* Task instructions
Your answer should be the lines below from the one holding "[(402, 51), (150, 71), (144, 28), (292, 180)]" through the one holding "Indicate the office", copied exactly and with nothing else.

[Source material Boundary: Start]

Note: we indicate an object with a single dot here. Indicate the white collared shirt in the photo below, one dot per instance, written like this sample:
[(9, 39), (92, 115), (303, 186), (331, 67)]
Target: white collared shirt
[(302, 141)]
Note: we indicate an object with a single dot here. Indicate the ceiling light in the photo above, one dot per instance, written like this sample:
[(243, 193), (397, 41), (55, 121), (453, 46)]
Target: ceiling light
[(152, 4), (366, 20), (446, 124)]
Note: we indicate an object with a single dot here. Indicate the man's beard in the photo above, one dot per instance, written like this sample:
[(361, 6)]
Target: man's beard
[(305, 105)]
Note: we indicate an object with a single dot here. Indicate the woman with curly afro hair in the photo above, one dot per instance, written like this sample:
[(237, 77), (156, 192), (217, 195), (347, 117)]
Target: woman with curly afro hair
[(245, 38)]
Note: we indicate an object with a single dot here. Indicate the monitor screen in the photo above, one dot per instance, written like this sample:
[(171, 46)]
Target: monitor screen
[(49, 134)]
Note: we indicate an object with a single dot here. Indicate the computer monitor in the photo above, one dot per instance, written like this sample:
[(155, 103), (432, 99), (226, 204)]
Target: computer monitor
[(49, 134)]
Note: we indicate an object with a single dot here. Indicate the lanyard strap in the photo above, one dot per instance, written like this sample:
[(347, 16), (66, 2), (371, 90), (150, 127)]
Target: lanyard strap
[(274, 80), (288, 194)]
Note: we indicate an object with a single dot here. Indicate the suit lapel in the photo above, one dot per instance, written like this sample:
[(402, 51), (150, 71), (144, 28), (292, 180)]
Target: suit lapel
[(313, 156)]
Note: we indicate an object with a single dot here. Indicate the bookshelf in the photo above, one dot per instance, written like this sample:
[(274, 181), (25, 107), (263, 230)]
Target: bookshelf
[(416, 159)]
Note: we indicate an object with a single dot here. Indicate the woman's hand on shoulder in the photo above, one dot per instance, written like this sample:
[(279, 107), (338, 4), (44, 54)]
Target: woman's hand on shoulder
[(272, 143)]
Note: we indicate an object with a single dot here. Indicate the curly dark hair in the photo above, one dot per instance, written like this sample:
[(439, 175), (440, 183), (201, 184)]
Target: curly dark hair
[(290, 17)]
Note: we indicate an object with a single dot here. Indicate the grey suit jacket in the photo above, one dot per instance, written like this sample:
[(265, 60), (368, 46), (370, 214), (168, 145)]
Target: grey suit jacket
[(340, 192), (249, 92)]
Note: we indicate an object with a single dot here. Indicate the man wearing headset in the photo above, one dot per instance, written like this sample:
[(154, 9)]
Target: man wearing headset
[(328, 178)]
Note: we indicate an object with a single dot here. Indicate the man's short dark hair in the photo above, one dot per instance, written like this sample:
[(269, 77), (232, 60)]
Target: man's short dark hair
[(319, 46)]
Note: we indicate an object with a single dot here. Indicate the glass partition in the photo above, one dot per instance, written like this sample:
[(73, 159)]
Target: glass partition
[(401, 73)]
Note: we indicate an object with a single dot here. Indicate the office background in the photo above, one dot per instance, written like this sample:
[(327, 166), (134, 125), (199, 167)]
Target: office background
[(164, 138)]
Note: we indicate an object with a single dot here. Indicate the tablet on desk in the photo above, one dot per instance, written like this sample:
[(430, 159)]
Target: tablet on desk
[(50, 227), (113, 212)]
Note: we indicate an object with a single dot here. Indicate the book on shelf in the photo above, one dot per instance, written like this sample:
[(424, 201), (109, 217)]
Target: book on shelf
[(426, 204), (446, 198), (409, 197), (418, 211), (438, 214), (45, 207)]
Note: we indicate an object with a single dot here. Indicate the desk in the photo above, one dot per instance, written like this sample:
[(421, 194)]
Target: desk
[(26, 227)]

[Source material Boundary: End]

* Answer to the problem
[(402, 51), (150, 71), (144, 28), (292, 180)]
Target: suit lapel
[(313, 156)]
Note: we indicate an object with a single dot here. Indicate the bookshelf in the photo above, one dot per instance, written like this sample:
[(274, 181), (25, 107), (263, 230)]
Target: bookshelf
[(416, 159)]
Note: we indicate an object with a single dot here. Indicate the woman's hand on shoulder in the photo above, one dot per instance, written like this sample:
[(279, 107), (338, 4), (44, 54)]
Target: woman's hand on shoulder
[(272, 143)]
Note: we indicate an object with a single dot here. Indicate the curly dark hair in the photo above, one dot per instance, written like this sample:
[(439, 175), (440, 183), (201, 184)]
Target: curly dark hair
[(290, 17)]
Note: we indicate an object with a single dot here. Indicate the grey suit jacket in the photo above, one dot per instance, written like this sample:
[(265, 60), (368, 46), (370, 214), (168, 145)]
Target: grey suit jacket
[(340, 192), (249, 92)]
Note: we indicate an object with a single dot here. Indicate the man wearing headset in the photo above, one dot per instance, written like this sample:
[(154, 9)]
Target: man wearing headset
[(328, 178)]
Note: we indicate an object with a single dot here. Indicate the man's short dark hair in the photo above, one dot per instance, written like this sample:
[(269, 77), (232, 60)]
Target: man's short dark hair
[(319, 46)]
Note: we indicate an object with a single dot here. Indicate the glass partition in the photo above, one dot per instance, written like this sample:
[(73, 159)]
Target: glass partition
[(401, 73)]
Note: we indicate an object with a single dot here. Indicate the office background in the photo above, one dot per instance, written like this sample:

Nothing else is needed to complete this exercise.